**Data under study**:
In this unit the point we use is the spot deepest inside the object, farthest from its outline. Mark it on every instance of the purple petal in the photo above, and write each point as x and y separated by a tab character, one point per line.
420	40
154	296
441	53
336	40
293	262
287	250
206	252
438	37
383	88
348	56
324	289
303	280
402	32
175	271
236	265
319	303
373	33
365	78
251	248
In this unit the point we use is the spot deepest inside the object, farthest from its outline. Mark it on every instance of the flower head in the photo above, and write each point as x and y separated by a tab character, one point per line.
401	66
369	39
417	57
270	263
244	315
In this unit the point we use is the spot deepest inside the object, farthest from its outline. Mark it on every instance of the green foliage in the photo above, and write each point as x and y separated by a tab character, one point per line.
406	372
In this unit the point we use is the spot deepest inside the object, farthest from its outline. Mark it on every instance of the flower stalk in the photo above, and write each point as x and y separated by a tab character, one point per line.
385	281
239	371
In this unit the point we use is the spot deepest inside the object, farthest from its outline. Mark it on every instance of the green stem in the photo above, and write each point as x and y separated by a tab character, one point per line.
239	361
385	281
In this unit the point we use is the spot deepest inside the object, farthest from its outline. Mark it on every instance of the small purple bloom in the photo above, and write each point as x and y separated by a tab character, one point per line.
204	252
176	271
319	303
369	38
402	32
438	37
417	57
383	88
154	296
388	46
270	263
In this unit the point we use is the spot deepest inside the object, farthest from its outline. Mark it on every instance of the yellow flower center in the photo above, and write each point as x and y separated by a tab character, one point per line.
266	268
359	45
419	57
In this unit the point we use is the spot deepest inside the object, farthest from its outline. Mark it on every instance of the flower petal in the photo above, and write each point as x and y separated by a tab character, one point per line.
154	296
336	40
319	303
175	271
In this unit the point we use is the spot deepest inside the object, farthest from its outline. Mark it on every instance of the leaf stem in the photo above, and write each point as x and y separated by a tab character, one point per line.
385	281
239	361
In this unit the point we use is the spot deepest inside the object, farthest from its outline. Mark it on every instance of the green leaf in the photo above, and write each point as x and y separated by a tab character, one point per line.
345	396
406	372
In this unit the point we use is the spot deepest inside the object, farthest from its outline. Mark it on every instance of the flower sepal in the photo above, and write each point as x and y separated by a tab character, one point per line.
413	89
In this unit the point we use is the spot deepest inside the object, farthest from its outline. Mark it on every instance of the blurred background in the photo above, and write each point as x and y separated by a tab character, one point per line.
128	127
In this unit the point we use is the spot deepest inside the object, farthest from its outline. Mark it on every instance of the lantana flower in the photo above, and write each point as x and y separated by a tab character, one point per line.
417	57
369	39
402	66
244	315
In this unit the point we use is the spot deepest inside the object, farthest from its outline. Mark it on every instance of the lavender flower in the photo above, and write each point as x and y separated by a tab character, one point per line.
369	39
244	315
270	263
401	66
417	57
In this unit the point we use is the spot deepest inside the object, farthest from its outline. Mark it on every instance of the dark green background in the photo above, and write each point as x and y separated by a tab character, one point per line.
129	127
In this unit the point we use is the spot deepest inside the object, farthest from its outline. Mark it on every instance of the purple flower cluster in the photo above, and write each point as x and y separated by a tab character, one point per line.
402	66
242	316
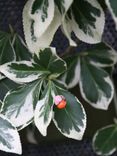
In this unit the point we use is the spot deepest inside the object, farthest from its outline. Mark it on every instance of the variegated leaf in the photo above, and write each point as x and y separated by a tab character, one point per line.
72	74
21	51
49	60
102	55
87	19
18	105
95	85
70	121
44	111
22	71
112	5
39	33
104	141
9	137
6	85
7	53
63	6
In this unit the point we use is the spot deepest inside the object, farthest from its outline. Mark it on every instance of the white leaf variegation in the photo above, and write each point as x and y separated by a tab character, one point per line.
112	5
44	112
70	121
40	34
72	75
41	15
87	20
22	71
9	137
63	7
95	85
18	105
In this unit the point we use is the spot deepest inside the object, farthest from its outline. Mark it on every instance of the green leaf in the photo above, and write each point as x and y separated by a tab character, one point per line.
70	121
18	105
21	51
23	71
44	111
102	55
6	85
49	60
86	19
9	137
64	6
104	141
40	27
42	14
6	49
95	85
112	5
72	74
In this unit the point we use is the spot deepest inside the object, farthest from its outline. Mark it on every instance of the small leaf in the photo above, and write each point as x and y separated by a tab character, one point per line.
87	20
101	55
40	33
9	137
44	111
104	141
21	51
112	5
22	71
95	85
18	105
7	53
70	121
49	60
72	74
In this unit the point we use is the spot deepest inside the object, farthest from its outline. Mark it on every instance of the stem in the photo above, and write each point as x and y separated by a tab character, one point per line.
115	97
---
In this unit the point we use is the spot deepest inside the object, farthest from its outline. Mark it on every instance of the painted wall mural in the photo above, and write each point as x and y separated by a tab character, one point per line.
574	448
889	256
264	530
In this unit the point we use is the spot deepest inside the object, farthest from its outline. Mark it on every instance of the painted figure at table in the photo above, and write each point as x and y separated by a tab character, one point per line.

**Activity**: From the records above, extract exactly and only the lines that begin at the line with "the painted wall" and stop after the line with "the painted figure".

**Task output**:
In this unit the point we use is the spot deepest inside the object, farthest from its outline. Mark it on every instance of the painted wall mural in the photo above, and write each point as x and y separated by a tab character, one point per line.
574	448
889	256
264	530
In this unit the point we use is the spot deepest inside the object, farthest from its outline. Mark it on every instance of the painted figure at table in the photo above, and write each point as x and y separated by a tab character, one point per line.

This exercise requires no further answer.